[Stored data entries]
__________________________________________________

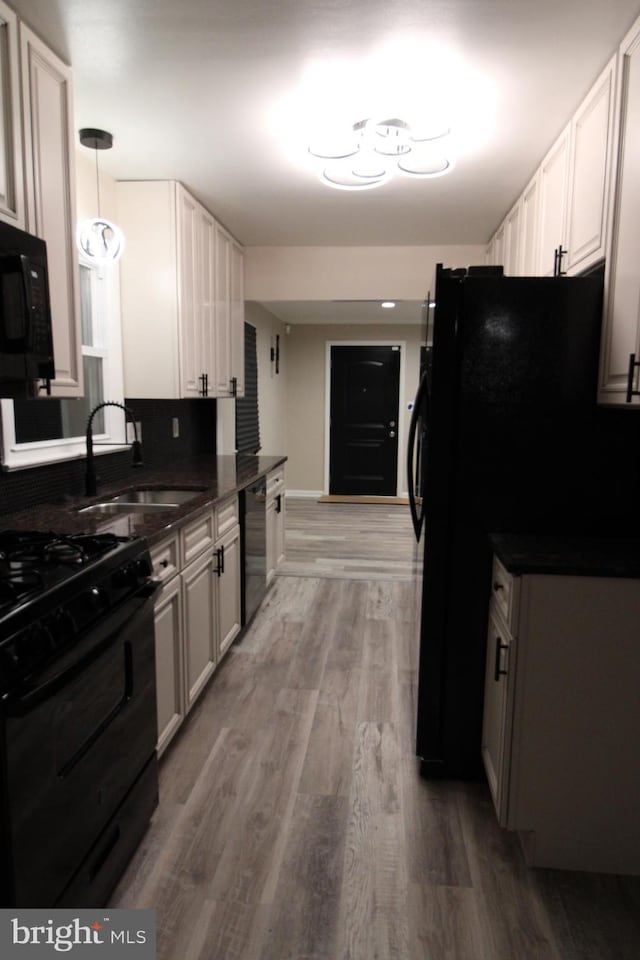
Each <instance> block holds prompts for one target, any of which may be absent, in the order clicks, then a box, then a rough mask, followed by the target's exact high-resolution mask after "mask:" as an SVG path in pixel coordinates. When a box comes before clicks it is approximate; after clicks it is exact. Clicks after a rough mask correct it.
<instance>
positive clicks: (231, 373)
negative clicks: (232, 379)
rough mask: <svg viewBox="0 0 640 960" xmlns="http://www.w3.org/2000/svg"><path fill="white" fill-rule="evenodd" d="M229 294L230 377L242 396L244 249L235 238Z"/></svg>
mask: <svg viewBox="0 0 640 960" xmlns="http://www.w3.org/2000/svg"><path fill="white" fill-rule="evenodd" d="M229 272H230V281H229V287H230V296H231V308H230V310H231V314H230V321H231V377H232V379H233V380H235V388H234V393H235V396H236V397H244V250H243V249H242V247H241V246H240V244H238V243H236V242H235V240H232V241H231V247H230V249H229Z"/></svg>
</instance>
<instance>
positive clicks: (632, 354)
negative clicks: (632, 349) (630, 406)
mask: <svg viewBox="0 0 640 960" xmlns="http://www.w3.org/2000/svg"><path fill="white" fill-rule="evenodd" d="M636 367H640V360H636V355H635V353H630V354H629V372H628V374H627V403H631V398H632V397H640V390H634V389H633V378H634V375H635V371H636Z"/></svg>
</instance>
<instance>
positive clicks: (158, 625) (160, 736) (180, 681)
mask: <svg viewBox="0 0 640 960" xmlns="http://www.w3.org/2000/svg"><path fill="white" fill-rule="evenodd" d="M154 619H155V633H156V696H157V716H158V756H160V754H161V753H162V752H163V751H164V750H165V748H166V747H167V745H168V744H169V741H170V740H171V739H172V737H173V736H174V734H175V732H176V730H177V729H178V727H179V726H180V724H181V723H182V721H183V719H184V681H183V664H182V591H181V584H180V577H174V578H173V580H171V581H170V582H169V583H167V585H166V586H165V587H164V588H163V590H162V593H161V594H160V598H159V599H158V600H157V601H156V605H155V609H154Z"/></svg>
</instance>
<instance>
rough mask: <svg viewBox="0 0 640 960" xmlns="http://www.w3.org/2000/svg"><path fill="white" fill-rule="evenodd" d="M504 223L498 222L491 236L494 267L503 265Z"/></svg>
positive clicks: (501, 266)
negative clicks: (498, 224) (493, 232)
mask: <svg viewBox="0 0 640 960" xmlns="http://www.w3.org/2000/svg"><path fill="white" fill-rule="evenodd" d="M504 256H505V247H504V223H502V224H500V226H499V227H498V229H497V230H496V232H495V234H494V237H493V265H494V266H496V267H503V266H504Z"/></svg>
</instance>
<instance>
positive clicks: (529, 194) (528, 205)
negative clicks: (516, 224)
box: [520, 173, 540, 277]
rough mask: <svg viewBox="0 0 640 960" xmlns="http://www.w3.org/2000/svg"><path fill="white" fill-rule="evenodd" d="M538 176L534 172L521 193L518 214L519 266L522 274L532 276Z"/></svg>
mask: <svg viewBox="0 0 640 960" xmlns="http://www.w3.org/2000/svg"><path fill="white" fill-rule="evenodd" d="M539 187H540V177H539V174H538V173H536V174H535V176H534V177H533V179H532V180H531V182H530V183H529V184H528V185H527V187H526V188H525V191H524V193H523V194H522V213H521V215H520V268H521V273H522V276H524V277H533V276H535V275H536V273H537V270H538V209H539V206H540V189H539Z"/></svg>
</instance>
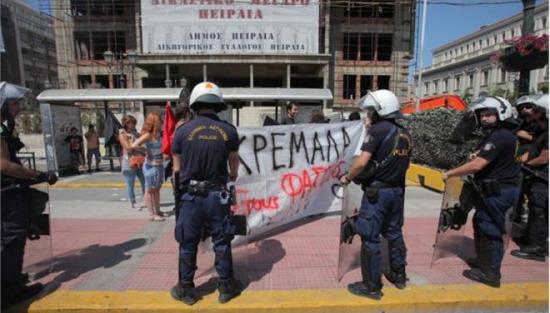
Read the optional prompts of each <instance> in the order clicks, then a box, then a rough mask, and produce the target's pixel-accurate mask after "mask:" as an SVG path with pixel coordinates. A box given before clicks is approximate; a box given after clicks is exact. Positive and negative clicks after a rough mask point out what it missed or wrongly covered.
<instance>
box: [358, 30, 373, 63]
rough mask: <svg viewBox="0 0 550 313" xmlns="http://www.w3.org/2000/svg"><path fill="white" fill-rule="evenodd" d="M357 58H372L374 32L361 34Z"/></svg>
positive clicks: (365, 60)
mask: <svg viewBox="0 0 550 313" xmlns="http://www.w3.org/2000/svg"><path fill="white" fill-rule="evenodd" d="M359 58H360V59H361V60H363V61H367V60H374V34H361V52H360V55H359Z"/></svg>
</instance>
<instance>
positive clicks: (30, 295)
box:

__________________________________________________

[Task]
Put each line of the records above into a Markdown table with two columns, No. for the row number and Line for the text, skipping any blank lines. Leave the pictures out of the answer.

[Result for this exercise]
| No. | Line |
|---|---|
| 1 | Each <instance> block holds prompts for one target, any of which may be absent, in the order clicks, then a box, then a rough mask, followed by the target's exact high-resolution mask after "mask:" as an SVG path in pixel coordinates. When a box comes before clicks it is approximate; after clicks it is exact. Clicks after a rough mask correct it. |
| 2 | <instance> |
| 3 | positive clicks: (231, 373) |
| 4 | negative clicks: (232, 379) |
| 5 | rough mask: <svg viewBox="0 0 640 960" xmlns="http://www.w3.org/2000/svg"><path fill="white" fill-rule="evenodd" d="M229 294L230 377L242 396L244 249L235 238Z"/></svg> |
| 6 | mask: <svg viewBox="0 0 640 960" xmlns="http://www.w3.org/2000/svg"><path fill="white" fill-rule="evenodd" d="M229 272H230V281H229V287H230V296H231V308H230V310H231V314H230V321H231V377H232V379H233V380H235V388H234V393H235V396H236V397H244V250H243V249H242V247H241V246H240V244H238V243H236V242H235V240H232V241H231V247H230V249H229Z"/></svg> |
| 7 | </instance> |
| 8 | <instance> |
| 9 | positive clicks: (632, 354) |
| 10 | negative clicks: (632, 349) (630, 406) |
| 11 | mask: <svg viewBox="0 0 640 960" xmlns="http://www.w3.org/2000/svg"><path fill="white" fill-rule="evenodd" d="M636 367H640V360H636V355H635V353H630V354H629V372H628V374H627V403H631V398H632V397H640V390H634V389H633V378H634V375H635V371H636Z"/></svg> |
| 12 | </instance> |
| 13 | <instance> |
| 14 | positive clicks: (158, 625) (160, 736) (180, 681) |
| 15 | mask: <svg viewBox="0 0 640 960" xmlns="http://www.w3.org/2000/svg"><path fill="white" fill-rule="evenodd" d="M154 619H155V633H156V696H157V716H158V756H160V754H161V753H162V752H163V751H164V750H165V748H166V747H167V745H168V744H169V741H170V740H171V739H172V737H173V736H174V734H175V732H176V730H177V729H178V727H179V726H180V724H181V723H182V721H183V719H184V681H183V664H182V591H181V584H180V577H174V578H173V580H171V581H170V582H169V583H167V585H166V586H165V587H164V588H163V590H162V593H161V594H160V598H159V599H158V600H157V601H156V605H155V609H154Z"/></svg> |
| 16 | </instance> |
| 17 | <instance> |
| 18 | rough mask: <svg viewBox="0 0 640 960" xmlns="http://www.w3.org/2000/svg"><path fill="white" fill-rule="evenodd" d="M504 223L498 222L491 236L494 267L503 265Z"/></svg> |
| 19 | positive clicks: (501, 266) |
| 20 | negative clicks: (498, 224) (493, 232) |
| 21 | mask: <svg viewBox="0 0 640 960" xmlns="http://www.w3.org/2000/svg"><path fill="white" fill-rule="evenodd" d="M504 256H505V247H504V223H502V224H500V226H499V227H498V229H497V230H496V232H495V234H494V237H493V265H494V266H496V267H503V266H504Z"/></svg> |
| 22 | </instance> |
| 23 | <instance> |
| 24 | positive clicks: (529, 194) (528, 205) |
| 25 | negative clicks: (516, 224) |
| 26 | box: [520, 173, 540, 277] |
| 27 | rough mask: <svg viewBox="0 0 640 960" xmlns="http://www.w3.org/2000/svg"><path fill="white" fill-rule="evenodd" d="M538 176L534 172L521 193L518 214L519 266L522 274L532 276Z"/></svg> |
| 28 | mask: <svg viewBox="0 0 640 960" xmlns="http://www.w3.org/2000/svg"><path fill="white" fill-rule="evenodd" d="M539 187H540V177H539V174H538V173H536V174H535V176H534V177H533V179H532V180H531V182H530V183H529V184H528V185H527V187H526V188H525V191H524V193H523V194H522V213H521V215H520V268H521V273H522V276H524V277H533V276H535V275H536V273H537V270H538V209H539V206H540V189H539Z"/></svg> |
| 29 | </instance> |
| 30 | Read the optional prompts of each <instance> in the order clicks, then a box, then a rough mask, and produce the target's pixel-accurate mask after "mask:" as an SVG path with pixel coordinates. A box given before clicks is approximate; a box given after clicks is exact. Positive and negative clicks after a rough mask point out what it missed or wrongly covered. |
| 31 | <instance> |
| 32 | box: [358, 30, 373, 63] |
| 33 | rough mask: <svg viewBox="0 0 550 313" xmlns="http://www.w3.org/2000/svg"><path fill="white" fill-rule="evenodd" d="M357 58H372L374 32L361 34Z"/></svg> |
| 34 | positive clicks: (365, 60) |
| 35 | mask: <svg viewBox="0 0 550 313" xmlns="http://www.w3.org/2000/svg"><path fill="white" fill-rule="evenodd" d="M359 58H360V59H361V60H363V61H367V60H374V34H361V52H360V55H359Z"/></svg> |
| 36 | </instance> |
| 37 | <instance> |
| 38 | positive clicks: (30, 295) |
| 39 | box: |